Velocity Reviews > pairs from a list

# pairs from a list

Arnaud Delobelle
Guest
Posts: n/a

 01-22-2008
On Jan 22, 1:19*pm, Alan Isaac <(E-Mail Removed)> wrote:
> I suppose my question should have been,
> is there an obviously faster way?
> Anyway, of the four ways below, the
> first is substantially fastest. *Is
> there an obvious reason why?

Can you post your results?

I get different ones (pairs1 and pairs2 rewritten slightly to avoid
unnecessary indirection).

====== pairs.py ===========
from itertools import *

def pairs1(x):
return izip(islice(x,0,None,2),islice(x,1,None,2))

def pairs2(x):
xiter = iter(x)
while True:
yield xiter.next(), xiter.next()

def pairs3(x):
for i in range( len(x)//2 ):
yield x[2*i], x[2*i+1],

def pairs4(x):
xiter = iter(x)
return izip(xiter,xiter)

def compare():
import timeit
for i in '1234':
t = timeit.Timer('list(pairs.pairs%s(l))' % i,
'import pairs; l=range(1000)')
print 'pairs%s: %s' % (i, t.timeit(10000))

→ **Required work**
1/ In the pairs-from-a-list thread, why does the reply ask the original poster to share the timing results, and why were pairs1 and pairs2 rewritten?
2/ Name every function defined in the pairs.py script in the pairs-from-a-list thread.
3/ Please go on with the pairs-from-a-list thread from the point where the text stops.

→ **Listing**
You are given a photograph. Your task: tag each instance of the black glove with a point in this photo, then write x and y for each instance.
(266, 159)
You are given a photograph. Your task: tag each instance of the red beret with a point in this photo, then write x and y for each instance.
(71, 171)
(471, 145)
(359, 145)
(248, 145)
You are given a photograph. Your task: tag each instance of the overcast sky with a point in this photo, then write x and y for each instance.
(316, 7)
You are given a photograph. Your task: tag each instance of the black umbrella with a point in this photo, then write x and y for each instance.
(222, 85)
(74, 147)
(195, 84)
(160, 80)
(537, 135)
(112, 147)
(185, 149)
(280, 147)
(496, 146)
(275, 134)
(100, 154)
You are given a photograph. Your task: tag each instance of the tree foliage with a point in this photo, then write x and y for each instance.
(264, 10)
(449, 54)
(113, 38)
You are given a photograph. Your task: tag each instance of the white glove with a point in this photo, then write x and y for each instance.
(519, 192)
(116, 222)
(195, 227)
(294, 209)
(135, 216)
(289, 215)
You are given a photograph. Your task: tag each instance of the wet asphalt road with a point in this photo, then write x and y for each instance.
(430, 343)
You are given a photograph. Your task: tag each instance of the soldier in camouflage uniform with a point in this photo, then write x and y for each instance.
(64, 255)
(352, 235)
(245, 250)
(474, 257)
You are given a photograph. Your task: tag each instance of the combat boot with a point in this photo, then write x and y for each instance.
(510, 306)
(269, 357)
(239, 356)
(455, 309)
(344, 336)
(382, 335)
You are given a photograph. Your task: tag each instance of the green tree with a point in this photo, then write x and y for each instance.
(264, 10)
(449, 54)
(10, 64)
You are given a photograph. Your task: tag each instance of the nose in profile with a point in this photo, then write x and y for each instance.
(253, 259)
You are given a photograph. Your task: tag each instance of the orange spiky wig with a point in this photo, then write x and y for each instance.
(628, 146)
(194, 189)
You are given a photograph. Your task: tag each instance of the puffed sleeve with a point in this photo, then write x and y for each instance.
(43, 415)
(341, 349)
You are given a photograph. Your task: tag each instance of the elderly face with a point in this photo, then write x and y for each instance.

→ **Answers below**
1/ The reply asks for the results because its author gets different ones. pairs1 and pairs2 were rewritten slightly to avoid unnecessary indirection.

2/ pairs1, pairs2, pairs3, pairs4, compare

3/
if __name__ == '__main__':
compare()
=====================

marigoldython arno\$ python pairs.py
pairs1: 0.789824962616
pairs2: 4.08462786674
pairs3: 2.90438890457
pairs4: 0.536775827408

pairs4 wins.

--
Arnaud

Alan Isaac
Guest
Posts: n/a

 01-22-2008
Arnaud Delobelle wrote:
> According to the docs [1], izip is defined to be equivalent to:
>
> def izip(*iterables):
> iterables = map(iter, iterables)
> while iterables:
> result = [it.next() for it in iterables]
> yield tuple(result)
>
> This guarantees that it.next() will be performed from left to right,
> so there is no risk that e.g. pairs4([1, 2, 3, 4]) returns [(2, 1),
> (4, 3)].
>
> Is there anything else that I am overlooking?
>
> [1] http://docs.python.org/lib/itertools-functions.html

<URL:http://bugs.python.org/issue1121416>

fwiw,
Alan Isaac

Arnaud Delobelle
Guest
Posts: n/a

 01-22-2008
On Jan 22, 4:10*pm, Alan Isaac <(E-Mail Removed)> wrote:

> <URL:http://bugs.python.org/issue1121416>
>
> fwiw,
> Alan Isaac

Thanks. So I guess I shouldn't take the code snippet I quoted as a
specification of izip but rather as an illustration.

--
Arnaud

Alan Isaac
Guest
Posts: n/a

 01-22-2008
Arnaud Delobelle wrote:
> pairs4 wins.

Oops. I see a smaller difference,
but yes, pairs4 wins.

Alan Isaac

import time
from itertools import islice, izip

x = range(500001)

def pairs1(x):
return izip(islice(x,0,None,2),islice(x,1,None,2))

def pairs2(x):
xiter = iter(x)
while True:
yield xiter.next(), xiter.next()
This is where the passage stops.